▶ Written exercise:
Convert the data from its first line through the line containing "POLYGON ((39 50, 34", inclusive, into a Markdown table with the columns Row and Text. Give only those lines, number each row, and leave out blank lines.

▶ Dataset records:
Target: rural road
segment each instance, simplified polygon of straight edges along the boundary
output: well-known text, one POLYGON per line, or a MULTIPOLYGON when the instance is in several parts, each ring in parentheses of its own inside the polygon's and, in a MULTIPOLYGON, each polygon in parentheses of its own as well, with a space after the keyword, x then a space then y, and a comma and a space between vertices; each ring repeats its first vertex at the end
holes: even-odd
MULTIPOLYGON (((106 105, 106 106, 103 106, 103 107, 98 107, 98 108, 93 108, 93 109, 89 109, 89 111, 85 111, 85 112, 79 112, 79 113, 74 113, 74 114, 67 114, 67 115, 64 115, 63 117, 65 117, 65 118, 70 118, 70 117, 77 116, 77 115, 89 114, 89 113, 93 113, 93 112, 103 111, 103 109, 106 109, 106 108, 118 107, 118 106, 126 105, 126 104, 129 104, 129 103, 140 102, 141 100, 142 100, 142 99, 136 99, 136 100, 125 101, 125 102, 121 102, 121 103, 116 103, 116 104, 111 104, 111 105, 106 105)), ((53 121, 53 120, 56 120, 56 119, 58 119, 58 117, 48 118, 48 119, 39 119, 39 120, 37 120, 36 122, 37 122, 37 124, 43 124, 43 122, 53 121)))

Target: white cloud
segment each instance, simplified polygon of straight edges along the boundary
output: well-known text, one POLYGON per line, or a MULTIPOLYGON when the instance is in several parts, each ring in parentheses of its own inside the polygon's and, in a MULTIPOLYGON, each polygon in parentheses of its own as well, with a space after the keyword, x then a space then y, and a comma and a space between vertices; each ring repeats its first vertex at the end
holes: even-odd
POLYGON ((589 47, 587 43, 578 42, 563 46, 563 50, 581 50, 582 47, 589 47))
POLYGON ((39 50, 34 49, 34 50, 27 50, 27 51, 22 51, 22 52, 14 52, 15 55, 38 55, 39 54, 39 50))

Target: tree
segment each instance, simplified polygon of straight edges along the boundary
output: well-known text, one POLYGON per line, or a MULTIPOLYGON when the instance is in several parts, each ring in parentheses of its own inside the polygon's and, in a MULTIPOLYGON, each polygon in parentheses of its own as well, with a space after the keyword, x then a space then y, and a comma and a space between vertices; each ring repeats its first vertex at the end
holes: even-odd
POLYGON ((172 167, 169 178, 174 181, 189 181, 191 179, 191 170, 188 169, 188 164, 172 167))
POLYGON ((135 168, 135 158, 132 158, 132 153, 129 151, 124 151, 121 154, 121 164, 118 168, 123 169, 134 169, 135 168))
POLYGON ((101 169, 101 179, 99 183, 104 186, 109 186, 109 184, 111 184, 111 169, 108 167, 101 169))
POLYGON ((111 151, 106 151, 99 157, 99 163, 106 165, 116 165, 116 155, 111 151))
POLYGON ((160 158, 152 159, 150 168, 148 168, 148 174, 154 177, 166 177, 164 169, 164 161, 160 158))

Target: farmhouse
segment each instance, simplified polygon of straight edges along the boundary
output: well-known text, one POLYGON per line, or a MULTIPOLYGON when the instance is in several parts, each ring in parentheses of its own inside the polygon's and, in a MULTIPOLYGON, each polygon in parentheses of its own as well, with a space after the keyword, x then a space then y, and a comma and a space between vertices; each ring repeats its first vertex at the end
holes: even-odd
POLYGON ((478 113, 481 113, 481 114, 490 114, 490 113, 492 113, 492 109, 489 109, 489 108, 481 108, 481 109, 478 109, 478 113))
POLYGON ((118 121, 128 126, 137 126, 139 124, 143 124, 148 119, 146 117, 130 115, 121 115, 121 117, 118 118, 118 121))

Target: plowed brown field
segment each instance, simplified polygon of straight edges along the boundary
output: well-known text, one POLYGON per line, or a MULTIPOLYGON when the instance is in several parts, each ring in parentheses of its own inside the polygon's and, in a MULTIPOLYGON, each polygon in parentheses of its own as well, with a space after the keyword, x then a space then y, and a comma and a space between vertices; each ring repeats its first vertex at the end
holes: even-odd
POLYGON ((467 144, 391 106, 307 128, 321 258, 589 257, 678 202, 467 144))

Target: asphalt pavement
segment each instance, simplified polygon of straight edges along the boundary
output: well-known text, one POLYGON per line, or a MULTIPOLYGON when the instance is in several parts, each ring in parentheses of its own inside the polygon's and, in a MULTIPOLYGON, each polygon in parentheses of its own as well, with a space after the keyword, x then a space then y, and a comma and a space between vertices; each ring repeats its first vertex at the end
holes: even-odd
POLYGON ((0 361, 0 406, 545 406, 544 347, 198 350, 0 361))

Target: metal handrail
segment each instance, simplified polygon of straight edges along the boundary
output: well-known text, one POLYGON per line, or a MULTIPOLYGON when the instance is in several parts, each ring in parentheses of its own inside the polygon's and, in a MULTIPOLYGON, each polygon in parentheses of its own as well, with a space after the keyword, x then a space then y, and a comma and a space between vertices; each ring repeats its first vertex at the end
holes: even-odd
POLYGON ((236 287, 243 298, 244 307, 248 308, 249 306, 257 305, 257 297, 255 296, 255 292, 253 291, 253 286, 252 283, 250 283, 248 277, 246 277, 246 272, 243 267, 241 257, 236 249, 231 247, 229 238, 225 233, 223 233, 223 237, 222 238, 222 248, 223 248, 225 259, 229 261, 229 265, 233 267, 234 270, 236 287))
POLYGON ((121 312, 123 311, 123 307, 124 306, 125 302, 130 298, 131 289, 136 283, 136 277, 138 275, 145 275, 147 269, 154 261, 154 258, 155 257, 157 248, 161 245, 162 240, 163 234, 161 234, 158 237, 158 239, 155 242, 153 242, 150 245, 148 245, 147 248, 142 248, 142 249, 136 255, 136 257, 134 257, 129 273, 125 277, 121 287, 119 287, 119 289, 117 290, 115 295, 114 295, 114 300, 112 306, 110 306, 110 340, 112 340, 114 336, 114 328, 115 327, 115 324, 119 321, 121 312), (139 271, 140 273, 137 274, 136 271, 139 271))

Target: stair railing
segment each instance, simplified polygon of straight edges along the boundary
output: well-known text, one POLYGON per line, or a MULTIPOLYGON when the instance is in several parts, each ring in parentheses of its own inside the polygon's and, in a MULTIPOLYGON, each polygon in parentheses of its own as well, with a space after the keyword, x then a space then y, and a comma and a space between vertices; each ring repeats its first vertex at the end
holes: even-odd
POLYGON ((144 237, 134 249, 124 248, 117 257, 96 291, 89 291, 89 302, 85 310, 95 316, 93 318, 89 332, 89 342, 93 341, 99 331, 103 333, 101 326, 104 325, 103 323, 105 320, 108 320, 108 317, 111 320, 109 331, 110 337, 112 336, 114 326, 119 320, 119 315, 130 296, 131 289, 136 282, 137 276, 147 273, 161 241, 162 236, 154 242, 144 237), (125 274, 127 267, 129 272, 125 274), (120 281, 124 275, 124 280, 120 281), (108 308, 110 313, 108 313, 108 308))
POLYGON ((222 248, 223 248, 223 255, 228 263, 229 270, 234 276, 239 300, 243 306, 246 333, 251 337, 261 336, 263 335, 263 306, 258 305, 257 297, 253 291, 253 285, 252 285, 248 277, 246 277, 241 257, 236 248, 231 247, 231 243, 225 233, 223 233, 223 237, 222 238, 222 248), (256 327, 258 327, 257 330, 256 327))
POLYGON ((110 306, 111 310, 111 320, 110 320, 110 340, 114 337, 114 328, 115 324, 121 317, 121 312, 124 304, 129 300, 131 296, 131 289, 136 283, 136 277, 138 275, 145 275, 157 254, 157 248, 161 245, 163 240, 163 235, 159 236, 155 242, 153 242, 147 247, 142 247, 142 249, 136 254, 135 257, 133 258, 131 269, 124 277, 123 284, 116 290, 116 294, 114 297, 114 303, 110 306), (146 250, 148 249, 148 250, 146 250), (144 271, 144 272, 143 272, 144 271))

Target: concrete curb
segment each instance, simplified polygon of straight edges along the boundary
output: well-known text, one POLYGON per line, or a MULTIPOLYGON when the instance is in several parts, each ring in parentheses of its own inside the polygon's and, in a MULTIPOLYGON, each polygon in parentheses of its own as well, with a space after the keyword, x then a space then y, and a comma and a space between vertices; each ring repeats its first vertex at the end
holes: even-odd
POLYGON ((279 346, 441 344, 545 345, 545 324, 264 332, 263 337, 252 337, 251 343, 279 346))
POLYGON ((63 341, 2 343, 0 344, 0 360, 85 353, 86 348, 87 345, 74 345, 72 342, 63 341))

▶ Answer to the task:
| Row | Text |
|---|---|
| 1 | Target: rural road |
| 2 | segment each instance, simplified polygon of straight edges along the boundary |
| 3 | output: well-known text, one POLYGON per line, or a MULTIPOLYGON when the instance is in several parts, each ring in parentheses of its own inside the polygon's and, in a MULTIPOLYGON, each polygon in parentheses of its own as well, with a space after the keyword, x then a space then y, and a comma and a space between vertices; each ring repeats its first vertex at the end |
| 4 | holes: even-odd |
| 5 | MULTIPOLYGON (((106 105, 106 106, 103 106, 103 107, 98 107, 98 108, 93 108, 93 109, 89 109, 89 111, 85 111, 85 112, 79 112, 79 113, 74 113, 74 114, 67 114, 67 115, 64 115, 63 117, 65 117, 65 118, 70 118, 70 117, 77 116, 77 115, 89 114, 89 113, 93 113, 93 112, 103 111, 103 109, 106 109, 106 108, 118 107, 118 106, 126 105, 126 104, 129 104, 129 103, 140 102, 141 100, 142 100, 142 99, 136 99, 136 100, 125 101, 125 102, 121 102, 121 103, 116 103, 116 104, 111 104, 111 105, 106 105)), ((53 121, 53 120, 56 120, 56 119, 58 119, 58 117, 48 118, 48 119, 39 119, 39 120, 37 120, 36 122, 37 122, 37 124, 43 124, 43 122, 53 121))) |
| 6 | Target: white cloud |
| 7 | segment each instance, simplified polygon of straight edges along the boundary |
| 8 | output: well-known text, one POLYGON per line, or a MULTIPOLYGON when the instance is in several parts, each ring in parentheses of its own inside the polygon's and, in a MULTIPOLYGON, each polygon in parentheses of its own as well, with a space after the keyword, x then a space then y, and a comma and a space between vertices; each ring repeats its first vertex at the end |
| 9 | holes: even-odd |
| 10 | POLYGON ((589 47, 587 43, 578 42, 563 46, 563 50, 581 50, 582 47, 589 47)) |
| 11 | POLYGON ((39 50, 34 49, 34 50, 27 50, 27 51, 22 51, 22 52, 14 52, 15 55, 38 55, 39 54, 39 50)) |